> **Task statement**: Retype exactly the stretch of lines that begins at the line containing "Locate one point per instance of the green" and ends at the last line of the data, with no other lines.

> **Information given**:
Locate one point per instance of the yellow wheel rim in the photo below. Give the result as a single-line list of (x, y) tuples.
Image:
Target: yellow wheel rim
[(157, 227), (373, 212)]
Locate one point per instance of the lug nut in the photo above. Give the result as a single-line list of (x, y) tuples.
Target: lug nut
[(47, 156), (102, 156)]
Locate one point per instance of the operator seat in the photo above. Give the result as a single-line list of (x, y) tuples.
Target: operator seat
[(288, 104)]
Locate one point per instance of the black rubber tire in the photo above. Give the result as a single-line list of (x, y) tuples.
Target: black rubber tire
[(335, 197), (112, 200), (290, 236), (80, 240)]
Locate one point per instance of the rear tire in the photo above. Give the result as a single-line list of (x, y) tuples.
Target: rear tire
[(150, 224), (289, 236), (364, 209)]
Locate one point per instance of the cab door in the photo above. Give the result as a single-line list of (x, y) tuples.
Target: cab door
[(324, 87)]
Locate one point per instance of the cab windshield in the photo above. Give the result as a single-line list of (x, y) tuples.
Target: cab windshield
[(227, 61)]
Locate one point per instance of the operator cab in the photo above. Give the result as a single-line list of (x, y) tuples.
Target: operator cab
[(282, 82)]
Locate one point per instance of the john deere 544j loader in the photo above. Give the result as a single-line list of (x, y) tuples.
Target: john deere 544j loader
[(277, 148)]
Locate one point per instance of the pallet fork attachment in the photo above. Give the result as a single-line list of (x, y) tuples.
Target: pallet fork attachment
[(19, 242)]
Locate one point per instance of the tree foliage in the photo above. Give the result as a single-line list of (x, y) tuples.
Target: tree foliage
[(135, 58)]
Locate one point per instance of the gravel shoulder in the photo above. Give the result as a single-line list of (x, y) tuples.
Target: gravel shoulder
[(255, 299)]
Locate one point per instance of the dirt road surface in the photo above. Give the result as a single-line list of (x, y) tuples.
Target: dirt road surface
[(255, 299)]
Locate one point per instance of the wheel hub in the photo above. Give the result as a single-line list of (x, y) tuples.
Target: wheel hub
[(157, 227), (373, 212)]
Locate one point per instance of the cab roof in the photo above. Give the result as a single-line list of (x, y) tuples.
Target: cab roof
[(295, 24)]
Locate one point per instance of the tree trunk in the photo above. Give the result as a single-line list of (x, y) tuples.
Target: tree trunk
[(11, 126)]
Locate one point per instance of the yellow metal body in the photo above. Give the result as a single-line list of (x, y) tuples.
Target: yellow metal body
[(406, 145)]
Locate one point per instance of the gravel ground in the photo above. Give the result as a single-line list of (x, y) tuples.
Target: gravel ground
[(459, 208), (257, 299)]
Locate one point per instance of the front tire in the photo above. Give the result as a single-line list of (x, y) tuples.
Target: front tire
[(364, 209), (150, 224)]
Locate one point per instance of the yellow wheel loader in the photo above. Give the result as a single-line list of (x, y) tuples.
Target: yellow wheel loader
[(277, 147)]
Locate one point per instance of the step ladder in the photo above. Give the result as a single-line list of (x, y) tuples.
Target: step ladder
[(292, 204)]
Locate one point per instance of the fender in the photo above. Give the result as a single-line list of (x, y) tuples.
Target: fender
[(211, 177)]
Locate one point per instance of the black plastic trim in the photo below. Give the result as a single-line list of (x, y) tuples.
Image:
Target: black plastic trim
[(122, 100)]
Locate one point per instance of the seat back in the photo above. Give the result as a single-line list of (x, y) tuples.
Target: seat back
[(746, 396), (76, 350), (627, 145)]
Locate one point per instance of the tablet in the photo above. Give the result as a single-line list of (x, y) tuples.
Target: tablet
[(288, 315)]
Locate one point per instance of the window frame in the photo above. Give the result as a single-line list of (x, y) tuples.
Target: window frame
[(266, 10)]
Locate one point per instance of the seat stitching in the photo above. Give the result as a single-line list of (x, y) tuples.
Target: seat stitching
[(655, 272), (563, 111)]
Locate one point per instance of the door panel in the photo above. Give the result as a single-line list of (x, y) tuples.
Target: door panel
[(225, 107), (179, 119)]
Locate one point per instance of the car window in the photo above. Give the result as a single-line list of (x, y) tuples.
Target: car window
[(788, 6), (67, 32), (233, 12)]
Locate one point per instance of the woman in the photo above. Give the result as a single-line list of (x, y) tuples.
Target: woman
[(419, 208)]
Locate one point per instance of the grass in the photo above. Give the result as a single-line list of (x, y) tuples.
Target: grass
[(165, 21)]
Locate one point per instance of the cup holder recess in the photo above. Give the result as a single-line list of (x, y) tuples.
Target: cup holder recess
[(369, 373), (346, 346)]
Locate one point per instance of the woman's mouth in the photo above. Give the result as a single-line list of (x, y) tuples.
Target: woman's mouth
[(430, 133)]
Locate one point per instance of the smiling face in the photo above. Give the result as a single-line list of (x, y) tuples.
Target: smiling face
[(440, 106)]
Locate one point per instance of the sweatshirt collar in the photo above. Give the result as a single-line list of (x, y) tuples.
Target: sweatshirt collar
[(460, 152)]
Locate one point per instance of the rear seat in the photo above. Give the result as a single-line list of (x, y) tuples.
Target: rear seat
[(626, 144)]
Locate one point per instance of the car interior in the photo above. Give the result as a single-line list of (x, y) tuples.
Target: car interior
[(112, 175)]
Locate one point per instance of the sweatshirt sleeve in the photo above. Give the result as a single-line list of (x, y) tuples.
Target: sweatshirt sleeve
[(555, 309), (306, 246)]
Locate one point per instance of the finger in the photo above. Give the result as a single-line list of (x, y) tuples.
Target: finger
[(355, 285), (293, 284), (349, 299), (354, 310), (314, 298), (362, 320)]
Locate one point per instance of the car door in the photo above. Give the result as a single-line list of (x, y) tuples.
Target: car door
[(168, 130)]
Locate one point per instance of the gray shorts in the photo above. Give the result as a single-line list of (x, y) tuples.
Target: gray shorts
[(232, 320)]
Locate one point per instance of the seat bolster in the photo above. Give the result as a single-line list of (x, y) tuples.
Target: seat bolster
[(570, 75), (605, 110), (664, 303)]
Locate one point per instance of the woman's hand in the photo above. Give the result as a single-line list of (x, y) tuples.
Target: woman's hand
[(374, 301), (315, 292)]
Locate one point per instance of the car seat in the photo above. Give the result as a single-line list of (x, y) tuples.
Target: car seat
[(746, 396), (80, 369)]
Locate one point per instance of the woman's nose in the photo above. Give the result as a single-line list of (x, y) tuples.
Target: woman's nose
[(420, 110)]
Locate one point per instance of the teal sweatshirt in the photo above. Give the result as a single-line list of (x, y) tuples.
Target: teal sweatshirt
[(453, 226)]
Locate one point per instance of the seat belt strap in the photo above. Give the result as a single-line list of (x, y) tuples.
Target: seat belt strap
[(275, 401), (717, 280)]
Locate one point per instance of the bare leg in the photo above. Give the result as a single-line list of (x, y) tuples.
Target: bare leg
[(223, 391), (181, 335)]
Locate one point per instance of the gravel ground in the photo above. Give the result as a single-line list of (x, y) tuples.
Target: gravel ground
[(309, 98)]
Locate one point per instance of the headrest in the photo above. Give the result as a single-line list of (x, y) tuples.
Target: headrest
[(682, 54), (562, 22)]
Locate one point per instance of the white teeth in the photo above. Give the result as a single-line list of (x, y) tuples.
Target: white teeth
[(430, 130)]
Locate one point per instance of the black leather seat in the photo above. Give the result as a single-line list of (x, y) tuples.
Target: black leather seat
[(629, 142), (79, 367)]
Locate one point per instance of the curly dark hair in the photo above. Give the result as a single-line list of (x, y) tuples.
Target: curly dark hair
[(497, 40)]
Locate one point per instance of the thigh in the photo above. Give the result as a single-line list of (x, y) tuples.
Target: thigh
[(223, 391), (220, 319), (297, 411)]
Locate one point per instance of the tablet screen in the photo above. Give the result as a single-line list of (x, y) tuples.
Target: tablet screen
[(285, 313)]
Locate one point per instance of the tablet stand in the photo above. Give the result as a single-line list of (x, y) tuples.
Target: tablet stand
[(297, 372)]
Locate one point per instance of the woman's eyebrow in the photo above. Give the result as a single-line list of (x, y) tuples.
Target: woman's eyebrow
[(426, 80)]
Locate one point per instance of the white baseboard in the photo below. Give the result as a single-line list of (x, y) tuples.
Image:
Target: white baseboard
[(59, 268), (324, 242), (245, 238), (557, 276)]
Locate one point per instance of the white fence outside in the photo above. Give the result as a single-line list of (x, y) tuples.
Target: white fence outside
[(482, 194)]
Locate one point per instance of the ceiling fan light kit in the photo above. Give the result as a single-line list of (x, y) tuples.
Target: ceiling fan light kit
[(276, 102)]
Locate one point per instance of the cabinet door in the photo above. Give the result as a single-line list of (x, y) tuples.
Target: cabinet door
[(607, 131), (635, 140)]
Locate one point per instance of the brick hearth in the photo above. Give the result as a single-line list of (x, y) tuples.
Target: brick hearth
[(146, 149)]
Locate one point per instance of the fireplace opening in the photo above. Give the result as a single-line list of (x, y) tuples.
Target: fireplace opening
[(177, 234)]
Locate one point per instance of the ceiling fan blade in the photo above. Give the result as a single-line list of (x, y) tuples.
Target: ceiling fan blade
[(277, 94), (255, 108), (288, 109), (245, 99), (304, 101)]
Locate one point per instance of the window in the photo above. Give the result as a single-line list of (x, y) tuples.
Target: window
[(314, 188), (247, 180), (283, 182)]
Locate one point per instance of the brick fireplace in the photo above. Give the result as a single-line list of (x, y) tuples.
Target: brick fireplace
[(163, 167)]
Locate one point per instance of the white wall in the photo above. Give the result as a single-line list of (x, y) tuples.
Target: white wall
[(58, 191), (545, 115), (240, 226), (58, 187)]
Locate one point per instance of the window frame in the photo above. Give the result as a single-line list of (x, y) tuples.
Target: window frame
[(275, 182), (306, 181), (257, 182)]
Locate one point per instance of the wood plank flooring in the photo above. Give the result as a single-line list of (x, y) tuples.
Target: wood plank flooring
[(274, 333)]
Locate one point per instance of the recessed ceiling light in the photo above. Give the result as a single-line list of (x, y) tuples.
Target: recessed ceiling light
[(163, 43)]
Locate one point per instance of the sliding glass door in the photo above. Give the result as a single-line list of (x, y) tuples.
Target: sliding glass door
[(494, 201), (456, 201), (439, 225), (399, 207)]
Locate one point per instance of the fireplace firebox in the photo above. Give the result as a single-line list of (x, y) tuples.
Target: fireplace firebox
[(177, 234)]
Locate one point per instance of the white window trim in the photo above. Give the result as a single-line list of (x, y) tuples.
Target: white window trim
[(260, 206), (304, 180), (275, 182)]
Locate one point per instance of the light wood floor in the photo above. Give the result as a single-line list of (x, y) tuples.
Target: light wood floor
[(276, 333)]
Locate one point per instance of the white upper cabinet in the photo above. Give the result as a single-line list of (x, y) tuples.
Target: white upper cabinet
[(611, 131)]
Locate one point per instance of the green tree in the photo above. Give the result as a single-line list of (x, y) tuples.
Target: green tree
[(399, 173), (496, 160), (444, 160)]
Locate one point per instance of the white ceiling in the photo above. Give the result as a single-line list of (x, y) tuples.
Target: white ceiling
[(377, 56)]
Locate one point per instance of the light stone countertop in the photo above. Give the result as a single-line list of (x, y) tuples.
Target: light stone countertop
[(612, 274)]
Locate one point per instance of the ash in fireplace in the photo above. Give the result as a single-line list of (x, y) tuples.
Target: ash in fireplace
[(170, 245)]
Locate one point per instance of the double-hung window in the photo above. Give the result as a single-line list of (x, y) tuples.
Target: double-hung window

> **Answer to the problem**:
Locate one point per instance of the green tree in the photo above. Give the result as a single-line list of (x, y) tuples.
Target: green tree
[(399, 173), (496, 160), (444, 160)]
Locate one point per instance of the white ceiling in the photo above. Give the result as a single-line list of (x, y) tuples.
Target: white ceiling
[(377, 56)]
Locate one point per instance of the light stone countertop in the photo above. Give the result as a single-line list of (x, y) tuples.
Target: light stone countertop
[(612, 274)]
Locate one point per instance of the ash in fireplace in the photo above. Give the result as a single-line list of (x, y) tuples.
Target: ash in fireplace
[(170, 245)]
Locate one point per instance of the double-hung window in the photo above. Give the result as a single-line list of (x, y) tuples.
Target: double-hung window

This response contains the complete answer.